*REQUIREMENT*: All of the data below is to be written out again exactly.

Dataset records
------

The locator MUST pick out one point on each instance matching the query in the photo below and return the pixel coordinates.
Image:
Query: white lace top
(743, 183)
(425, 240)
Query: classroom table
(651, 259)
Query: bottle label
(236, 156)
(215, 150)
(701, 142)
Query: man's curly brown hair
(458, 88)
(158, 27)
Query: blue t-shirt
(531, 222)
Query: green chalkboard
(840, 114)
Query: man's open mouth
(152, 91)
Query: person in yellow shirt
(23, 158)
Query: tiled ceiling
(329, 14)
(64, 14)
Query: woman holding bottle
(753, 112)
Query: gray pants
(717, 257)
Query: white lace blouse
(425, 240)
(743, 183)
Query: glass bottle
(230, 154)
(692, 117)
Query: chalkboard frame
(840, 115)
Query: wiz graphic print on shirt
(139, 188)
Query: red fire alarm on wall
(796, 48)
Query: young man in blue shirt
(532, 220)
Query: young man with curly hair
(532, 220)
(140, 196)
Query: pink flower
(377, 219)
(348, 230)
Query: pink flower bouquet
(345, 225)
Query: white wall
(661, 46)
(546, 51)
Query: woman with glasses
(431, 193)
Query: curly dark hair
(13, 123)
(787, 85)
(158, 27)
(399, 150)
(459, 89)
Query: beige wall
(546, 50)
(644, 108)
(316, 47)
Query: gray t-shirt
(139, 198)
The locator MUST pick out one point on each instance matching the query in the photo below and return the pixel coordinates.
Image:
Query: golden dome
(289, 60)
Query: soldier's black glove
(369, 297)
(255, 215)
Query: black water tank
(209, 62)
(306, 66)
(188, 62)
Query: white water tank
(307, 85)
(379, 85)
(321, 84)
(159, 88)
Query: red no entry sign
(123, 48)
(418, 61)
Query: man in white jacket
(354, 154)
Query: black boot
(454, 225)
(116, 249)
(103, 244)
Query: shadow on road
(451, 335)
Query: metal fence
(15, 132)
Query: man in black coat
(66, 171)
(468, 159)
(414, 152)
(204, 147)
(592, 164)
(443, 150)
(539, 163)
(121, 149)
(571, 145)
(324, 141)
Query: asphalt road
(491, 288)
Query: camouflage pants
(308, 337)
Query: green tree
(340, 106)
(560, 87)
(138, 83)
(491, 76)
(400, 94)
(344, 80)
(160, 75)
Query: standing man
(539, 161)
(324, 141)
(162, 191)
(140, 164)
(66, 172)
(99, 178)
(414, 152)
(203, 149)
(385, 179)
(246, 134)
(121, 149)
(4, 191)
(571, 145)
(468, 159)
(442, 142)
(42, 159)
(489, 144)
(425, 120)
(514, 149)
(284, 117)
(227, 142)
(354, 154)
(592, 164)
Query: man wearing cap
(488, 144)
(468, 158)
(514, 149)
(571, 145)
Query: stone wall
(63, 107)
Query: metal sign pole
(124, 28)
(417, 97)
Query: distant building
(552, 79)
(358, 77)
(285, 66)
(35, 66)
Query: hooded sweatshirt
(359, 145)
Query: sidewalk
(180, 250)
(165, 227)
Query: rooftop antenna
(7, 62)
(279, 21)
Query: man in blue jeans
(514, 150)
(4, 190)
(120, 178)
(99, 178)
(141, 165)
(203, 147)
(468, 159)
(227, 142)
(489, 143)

------

*RESULT FOR THIS TASK*:
The locator MUST pick out one point on each instance matching the query in the photo below and return the pixel coordinates.
Image:
Query: white lace top
(743, 183)
(425, 240)
Query: classroom table
(651, 259)
Query: bottle label
(236, 156)
(215, 150)
(701, 142)
Query: man's curly brown hair
(458, 88)
(158, 27)
Query: blue t-shirt
(531, 222)
Query: green chalkboard
(840, 114)
Query: man's open mouth
(152, 91)
Query: person in yellow shirt
(23, 158)
Query: tiled ceiling
(329, 14)
(64, 14)
Query: woman holding bottle
(753, 112)
Query: gray pants
(717, 257)
Query: white lace blouse
(425, 240)
(743, 183)
Query: glass bottle
(230, 154)
(692, 117)
Query: chalkboard frame
(840, 115)
Query: wiz graphic print on shirt
(139, 188)
Query: red fire alarm on wall
(796, 48)
Query: young man in blue shirt
(532, 220)
Query: young man with curly hair
(532, 220)
(140, 196)
Query: pink flower
(377, 219)
(348, 230)
Query: pink flower bouquet
(345, 225)
Query: white wall
(661, 46)
(546, 51)
Query: woman with glasses
(431, 193)
Query: curly dark hair
(13, 123)
(787, 85)
(158, 27)
(399, 150)
(459, 89)
Query: beige wall
(546, 50)
(644, 108)
(316, 47)
Query: gray t-shirt
(139, 198)
The locator MUST pick out one point on each instance matching the query in the photo below and return the pixel coordinates.
Image:
Query: golden dome
(289, 60)
Query: soldier's black glove
(369, 297)
(255, 215)
Query: black water tank
(209, 62)
(306, 66)
(188, 62)
Query: white water tank
(307, 85)
(379, 85)
(321, 84)
(159, 88)
Query: red no entry sign
(123, 48)
(418, 61)
Query: man in white jacket
(354, 154)
Query: black boot
(454, 225)
(116, 249)
(103, 244)
Query: shadow on road
(451, 335)
Query: metal fence
(15, 132)
Query: man in black coat
(66, 171)
(468, 159)
(414, 152)
(204, 147)
(592, 164)
(443, 150)
(539, 163)
(121, 149)
(571, 145)
(324, 141)
Query: asphalt road
(491, 288)
Query: camouflage pants
(308, 337)
Query: green tree
(340, 106)
(560, 87)
(138, 83)
(491, 76)
(400, 94)
(344, 80)
(160, 75)
Query: standing man
(539, 161)
(324, 141)
(162, 191)
(140, 164)
(66, 172)
(99, 178)
(414, 152)
(203, 149)
(385, 179)
(246, 134)
(121, 149)
(4, 191)
(571, 145)
(468, 159)
(442, 142)
(42, 159)
(489, 144)
(425, 120)
(514, 149)
(284, 117)
(227, 142)
(354, 154)
(592, 164)
Query: man wearing cap
(488, 144)
(468, 158)
(514, 149)
(571, 145)
Query: stone wall
(63, 107)
Query: metal sign pole
(124, 28)
(417, 97)
Query: distant building
(552, 79)
(358, 77)
(285, 66)
(35, 66)
Query: hooded sweatshirt
(359, 145)
Query: sidewalk
(180, 250)
(165, 227)
Query: rooftop antenna
(7, 62)
(279, 21)
Query: man in blue jeans
(514, 150)
(4, 190)
(120, 178)
(99, 178)
(141, 165)
(203, 147)
(468, 159)
(227, 142)
(489, 143)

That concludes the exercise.